WHAT THE TASK REQUIRES: Starting with the line that has "the window in" in it, repeat every line through the last one, word for word, and give nothing more.

------ DATA EXCERPTS ------

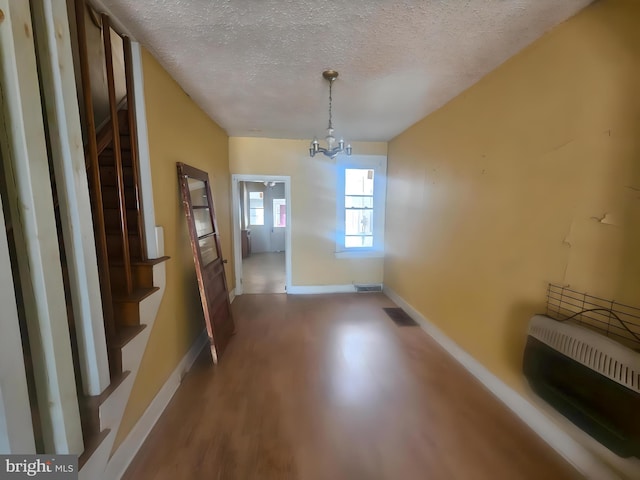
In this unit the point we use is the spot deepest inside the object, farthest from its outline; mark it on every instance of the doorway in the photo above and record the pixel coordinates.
(262, 233)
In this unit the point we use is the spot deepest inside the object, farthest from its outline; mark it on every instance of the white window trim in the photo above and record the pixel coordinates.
(377, 163)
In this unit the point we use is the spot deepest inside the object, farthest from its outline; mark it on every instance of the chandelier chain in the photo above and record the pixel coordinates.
(330, 102)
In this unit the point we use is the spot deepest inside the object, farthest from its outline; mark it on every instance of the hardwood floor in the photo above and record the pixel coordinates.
(264, 273)
(327, 387)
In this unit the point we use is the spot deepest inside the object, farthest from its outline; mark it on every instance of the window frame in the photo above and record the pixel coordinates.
(377, 163)
(257, 208)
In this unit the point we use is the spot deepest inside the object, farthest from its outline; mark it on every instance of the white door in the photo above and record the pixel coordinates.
(258, 217)
(278, 207)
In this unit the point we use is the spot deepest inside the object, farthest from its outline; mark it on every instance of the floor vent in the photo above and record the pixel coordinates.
(400, 317)
(368, 288)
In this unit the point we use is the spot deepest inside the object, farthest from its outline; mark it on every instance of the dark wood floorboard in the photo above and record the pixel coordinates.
(327, 387)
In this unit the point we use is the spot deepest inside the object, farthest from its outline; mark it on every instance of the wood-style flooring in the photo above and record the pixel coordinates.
(264, 273)
(327, 387)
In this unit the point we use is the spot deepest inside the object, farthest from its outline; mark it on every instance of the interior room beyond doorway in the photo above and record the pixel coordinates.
(263, 212)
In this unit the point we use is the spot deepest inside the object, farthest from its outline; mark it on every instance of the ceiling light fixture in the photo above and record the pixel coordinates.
(332, 150)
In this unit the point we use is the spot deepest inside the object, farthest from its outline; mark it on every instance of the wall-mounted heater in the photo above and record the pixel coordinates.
(583, 357)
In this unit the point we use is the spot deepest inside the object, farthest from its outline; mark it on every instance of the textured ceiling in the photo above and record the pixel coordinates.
(255, 65)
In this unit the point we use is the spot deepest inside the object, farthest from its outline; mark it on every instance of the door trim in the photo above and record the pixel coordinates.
(237, 246)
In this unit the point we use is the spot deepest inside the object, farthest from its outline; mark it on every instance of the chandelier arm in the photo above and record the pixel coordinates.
(330, 151)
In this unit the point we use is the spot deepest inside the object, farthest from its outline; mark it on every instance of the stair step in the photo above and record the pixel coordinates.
(110, 197)
(125, 334)
(91, 444)
(141, 270)
(114, 245)
(136, 296)
(108, 176)
(112, 220)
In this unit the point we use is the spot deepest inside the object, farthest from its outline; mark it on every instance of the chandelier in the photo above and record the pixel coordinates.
(331, 150)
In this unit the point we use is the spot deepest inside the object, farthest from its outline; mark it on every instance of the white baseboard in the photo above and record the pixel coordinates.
(128, 449)
(573, 451)
(314, 289)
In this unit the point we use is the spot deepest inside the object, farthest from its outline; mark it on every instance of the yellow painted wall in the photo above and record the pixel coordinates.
(313, 206)
(178, 131)
(530, 176)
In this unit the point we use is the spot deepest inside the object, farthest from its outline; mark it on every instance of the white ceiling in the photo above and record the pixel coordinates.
(255, 65)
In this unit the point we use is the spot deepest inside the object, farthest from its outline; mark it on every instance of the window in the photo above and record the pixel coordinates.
(256, 208)
(279, 213)
(360, 204)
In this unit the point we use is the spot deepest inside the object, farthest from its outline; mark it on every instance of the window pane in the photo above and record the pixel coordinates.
(256, 200)
(208, 249)
(202, 218)
(358, 181)
(279, 213)
(359, 222)
(256, 216)
(358, 241)
(198, 192)
(358, 202)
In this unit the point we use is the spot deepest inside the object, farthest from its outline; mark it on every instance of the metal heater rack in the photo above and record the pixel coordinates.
(618, 321)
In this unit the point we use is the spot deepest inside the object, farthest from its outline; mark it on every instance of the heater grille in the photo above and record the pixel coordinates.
(601, 354)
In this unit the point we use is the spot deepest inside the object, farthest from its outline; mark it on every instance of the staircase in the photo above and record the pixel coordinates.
(133, 280)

------

OUTPUT OF THE EXERCISE:
In this unit the point we use is the spot deepest inside the object, farthest from its outline; mark it on every instance of the window in the photo above and record the pixel coordinates.
(256, 208)
(279, 213)
(360, 204)
In this unit the point we use is the spot deepest inside the object, farthest from its outline; mark it on every instance of the window pane in the photo above and record the pixel coordinates.
(256, 200)
(208, 249)
(202, 218)
(358, 181)
(279, 213)
(359, 222)
(256, 216)
(358, 241)
(198, 192)
(358, 202)
In this unit the point we use is the spot deepest inside the object, farthest from its outline; mark it on every instance of the metal heater rack in the photo above and record the pixel coordinates.
(618, 321)
In this unit the point we use is the spot deepest inside the object, farthest from its outline; mark it on every instance of the heater grille in the photo above and record the pixel coordinates.
(601, 354)
In this unit the point we use is the spot deepest inside the object, farthest from its outline; mark it on every instance of the staircase in the photo above and record the pixel coordinates.
(133, 280)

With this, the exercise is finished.